» **TASK OBJECTIVE**:
Copy the rows below verbatim, from the line containing "Find the rectangular" up to and including the line containing "[[[129,125],[129,134],[130,135],[135,134],[135,125]]]".

***** PROVIDED ENTRIES *****

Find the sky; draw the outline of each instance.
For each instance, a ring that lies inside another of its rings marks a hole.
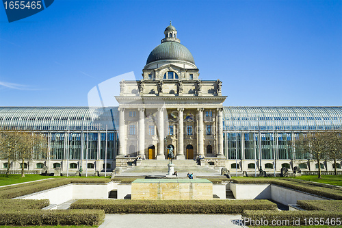
[[[56,0],[12,23],[0,5],[0,106],[87,106],[141,79],[170,21],[225,106],[342,106],[342,0]]]

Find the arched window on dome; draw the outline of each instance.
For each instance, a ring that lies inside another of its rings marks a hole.
[[[178,79],[178,75],[173,71],[168,71],[164,74],[163,77],[163,79]]]

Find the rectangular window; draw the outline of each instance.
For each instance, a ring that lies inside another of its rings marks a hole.
[[[173,72],[172,71],[168,72],[168,79],[173,79]]]
[[[187,134],[192,136],[192,126],[187,126]]]
[[[207,125],[207,135],[211,134],[211,125]]]
[[[148,126],[148,135],[150,136],[155,135],[155,126],[153,125]]]
[[[211,111],[205,111],[205,116],[213,116],[213,112]]]
[[[169,136],[173,136],[174,126],[169,126]]]
[[[129,125],[129,134],[130,135],[135,134],[135,125]]]

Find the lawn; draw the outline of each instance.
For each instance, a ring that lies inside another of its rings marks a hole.
[[[321,179],[318,179],[317,175],[302,175],[291,178],[342,186],[342,175],[321,175]]]
[[[110,178],[110,176],[105,177],[53,177],[53,176],[41,176],[37,174],[25,174],[25,177],[21,177],[20,174],[10,174],[6,176],[4,174],[0,174],[0,186],[9,184],[24,183],[27,181],[37,181],[47,178]]]

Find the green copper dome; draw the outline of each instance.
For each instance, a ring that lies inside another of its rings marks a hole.
[[[183,45],[173,41],[164,42],[157,46],[147,58],[146,64],[158,60],[183,60],[195,64],[190,51]]]

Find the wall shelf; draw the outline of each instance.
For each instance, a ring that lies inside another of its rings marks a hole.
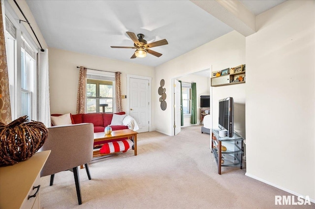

*****

» **THE ANSWER**:
Find the rectangular window; draw the outline of each instance.
For each instance, a ring that lies inside another of its rings marks a hole.
[[[173,72],[172,71],[168,72],[168,79],[173,79]]]
[[[187,134],[192,136],[192,126],[187,126]]]
[[[207,125],[207,135],[211,134],[211,125]]]
[[[148,126],[148,135],[150,136],[155,135],[155,126],[153,125]]]
[[[211,111],[205,111],[205,116],[213,116],[213,112]]]
[[[169,136],[173,136],[174,126],[169,126]]]
[[[129,125],[129,134],[130,135],[135,134],[135,125]]]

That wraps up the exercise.